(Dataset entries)
========

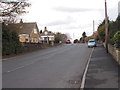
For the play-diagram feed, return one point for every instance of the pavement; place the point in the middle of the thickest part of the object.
(102, 72)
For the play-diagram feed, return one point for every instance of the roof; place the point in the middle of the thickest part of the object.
(48, 33)
(23, 28)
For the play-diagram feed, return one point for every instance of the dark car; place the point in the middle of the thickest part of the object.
(68, 42)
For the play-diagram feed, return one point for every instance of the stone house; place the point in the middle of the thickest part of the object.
(27, 32)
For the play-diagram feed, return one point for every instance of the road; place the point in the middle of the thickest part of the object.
(56, 67)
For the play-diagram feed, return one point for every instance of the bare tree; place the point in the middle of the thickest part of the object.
(10, 9)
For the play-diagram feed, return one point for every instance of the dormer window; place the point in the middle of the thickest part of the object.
(46, 33)
(35, 31)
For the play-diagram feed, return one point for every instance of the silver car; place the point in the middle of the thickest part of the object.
(92, 43)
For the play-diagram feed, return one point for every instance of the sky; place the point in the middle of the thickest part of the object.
(70, 16)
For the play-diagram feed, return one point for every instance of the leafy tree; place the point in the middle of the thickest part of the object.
(58, 37)
(101, 33)
(76, 41)
(10, 42)
(10, 9)
(83, 36)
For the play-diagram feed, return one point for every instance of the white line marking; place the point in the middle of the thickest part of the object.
(86, 69)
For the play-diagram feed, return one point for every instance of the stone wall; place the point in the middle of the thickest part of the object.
(114, 52)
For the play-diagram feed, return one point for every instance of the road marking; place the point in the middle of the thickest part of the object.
(85, 72)
(15, 69)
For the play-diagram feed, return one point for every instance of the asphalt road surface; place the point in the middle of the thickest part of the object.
(56, 67)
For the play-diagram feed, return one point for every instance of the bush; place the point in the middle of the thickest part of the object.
(116, 39)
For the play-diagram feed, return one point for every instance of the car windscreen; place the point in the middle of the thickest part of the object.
(92, 41)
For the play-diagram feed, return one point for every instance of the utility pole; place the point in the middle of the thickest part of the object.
(93, 27)
(106, 27)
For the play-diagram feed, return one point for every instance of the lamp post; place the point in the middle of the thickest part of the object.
(106, 27)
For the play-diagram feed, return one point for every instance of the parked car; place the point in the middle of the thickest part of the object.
(68, 42)
(92, 43)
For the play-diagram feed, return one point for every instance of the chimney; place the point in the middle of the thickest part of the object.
(21, 21)
(45, 29)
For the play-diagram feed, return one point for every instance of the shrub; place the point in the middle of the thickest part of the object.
(116, 39)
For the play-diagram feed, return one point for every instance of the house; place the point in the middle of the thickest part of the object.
(47, 36)
(28, 32)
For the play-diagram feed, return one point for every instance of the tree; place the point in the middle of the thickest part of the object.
(9, 10)
(58, 37)
(10, 42)
(76, 41)
(83, 37)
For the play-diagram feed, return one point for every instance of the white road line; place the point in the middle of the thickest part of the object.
(15, 69)
(85, 72)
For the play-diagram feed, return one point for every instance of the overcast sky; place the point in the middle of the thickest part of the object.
(70, 16)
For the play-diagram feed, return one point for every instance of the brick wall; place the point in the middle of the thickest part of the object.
(114, 52)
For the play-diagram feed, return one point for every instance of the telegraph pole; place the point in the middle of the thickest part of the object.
(93, 27)
(106, 27)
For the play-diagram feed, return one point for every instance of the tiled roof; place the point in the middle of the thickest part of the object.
(23, 28)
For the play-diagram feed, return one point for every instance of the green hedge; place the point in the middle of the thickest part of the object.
(117, 39)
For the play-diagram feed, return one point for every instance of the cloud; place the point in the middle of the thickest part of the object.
(72, 10)
(55, 23)
(65, 21)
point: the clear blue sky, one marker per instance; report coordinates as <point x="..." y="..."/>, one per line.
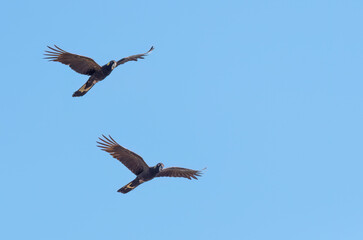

========

(Exercise directions) Retype the records above exactly. Leave the pictures out.

(Result)
For the play-diagram feed, return one point for every instance of the pavement; place the point in the middle of the thickest part of the object.
(102, 72)
For the play-diagram feed, return one point for every instance of the roof; place the point in the middle of the thickest part of the object.
(48, 33)
(23, 28)
For the play-diagram feed, return one point for every instance of the dark car; place the point in the middle of the thickest part of the object.
(68, 42)
For the play-diagram feed, return one point for every instance of the stone house; place the point in the middle of the thickest part of the object.
(27, 32)
For the play-diagram feed, return one point for every instance of the road; place the point in the middle of the thickest part of the object.
(56, 67)
For the play-diagram feed, return one point for every instance of the bare tree; place the point in the middle of the thickest part of the object.
(10, 9)
For the play-diagram feed, return one point for every instance of the dormer window; place the point in the middle of the thickest part of the object.
(46, 33)
(35, 31)
For the play-diagram feed, return one point for every instance of the silver car; place the point in the middle of the thickest part of the object.
(92, 43)
For the play-diagram feed, return one point for every instance of the sky; place the point in the middle of the thickest part of the object.
(70, 16)
For the play-diagram feed, return one point for every instance of the leafy tree; place the point in the middle of the thickest part of the object.
(58, 37)
(101, 33)
(76, 41)
(10, 42)
(10, 9)
(83, 36)
For the play-diagram feed, return one point for every instance of the white line marking; place the point in the middle of the thickest part of the object.
(86, 69)
For the play-diagram feed, return one point for every instance of the stone wall; place the point in the middle of the thickest part of the object.
(114, 52)
For the play-diagram feed, return one point for every instance of the road marking; place the point in the middle of the thickest part of the object.
(85, 72)
(15, 69)
For the play-diagram feed, return one point for every instance of the asphalt road surface; place the point in the middle of the thickest part of the object.
(56, 67)
For the play-diagram feed, return one point for every instance of the bush; place the point in the middle of the thickest part of the object.
(116, 39)
For the play-diagram feed, return one point for every instance of the car windscreen; place the point in the middle of the thickest part of the object.
(92, 41)
For the play-diagram feed, return one point for every instance of the utility pole; place the point in the middle of the thickest part of the object.
(93, 27)
(106, 27)
For the play-diagram feed, return one point for every instance of the lamp post; place the point in the middle of the thickest part of the object.
(106, 27)
For the play-diagram feed, return one point for every instance of the parked car; place the point in the middle of the thickest part of the object.
(68, 42)
(92, 43)
For the play-diagram feed, return one point for every instance of the chimney; place the point in the middle of the thickest part of the object.
(21, 21)
(45, 29)
For the play-diagram feed, return one point for every instance of the shrub; place the point in the middle of the thickest part of the object.
(116, 39)
For the play-diagram feed, return one point for every instance of the house; place the point in the middle of the thickest part of the object.
(47, 36)
(28, 32)
For the play-diagram feed, return one point for every instance of the tree; place the point in the middle of the thickest part of the object.
(9, 10)
(58, 37)
(10, 42)
(76, 41)
(83, 37)
For the play-diagram feed, return one point for every instance of the white road line; place the point in the middle of the thickest part of the object.
(15, 69)
(85, 72)
For the play-diagram feed, return one point for every instance of the overcast sky; place the point in the middle of the thickest part of the object.
(70, 16)
For the play-diagram feed, return one point for every instance of the brick wall; place the point in the middle of the thickest part of the object.
(114, 52)
For the play-diagram feed, return one point for every instance of the telegraph pole; place the point in the middle of the thickest part of the object.
(93, 27)
(106, 27)
For the play-diagram feed, return one point for every instance of the tiled roof; place the point in the middle of the thickest part of the object.
(23, 28)
For the play-diagram feed, return one point for every instance of the green hedge; place the point in the middle of the thickest part of the object.
(117, 39)
For the play-diagram feed, return one point for every instance of the cloud; place the point in the middle of the thickest part of the object.
(72, 10)
(55, 23)
(65, 21)
point: the clear blue sky, one marker per instance; report coordinates as <point x="..." y="..."/>, one per line.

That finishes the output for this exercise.